**Directions for this task**
Copy out each line of the listing below in which the string "clicks" occurs.

**Task input**
—————

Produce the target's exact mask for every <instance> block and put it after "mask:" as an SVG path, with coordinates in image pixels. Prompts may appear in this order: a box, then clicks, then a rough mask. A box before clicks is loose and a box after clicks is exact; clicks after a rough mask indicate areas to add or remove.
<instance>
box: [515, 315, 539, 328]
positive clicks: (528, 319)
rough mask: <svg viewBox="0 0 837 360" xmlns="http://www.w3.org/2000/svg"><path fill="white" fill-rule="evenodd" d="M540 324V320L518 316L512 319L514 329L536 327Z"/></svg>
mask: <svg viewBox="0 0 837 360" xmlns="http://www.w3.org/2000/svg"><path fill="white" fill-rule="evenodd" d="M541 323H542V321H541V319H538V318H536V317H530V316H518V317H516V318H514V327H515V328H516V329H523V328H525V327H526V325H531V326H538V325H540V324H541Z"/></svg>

—————

**Response area**
Produce the target's exact mask for every <instance> block and put it after "mask:" as an SVG path, with coordinates in image pixels. Prompts may appear in this order: a box, then clicks, then a rough mask. A box before clicks is loose and a box after clicks is exact; clicks after a rough mask indicate areas to add or remove.
positive clicks: (528, 319)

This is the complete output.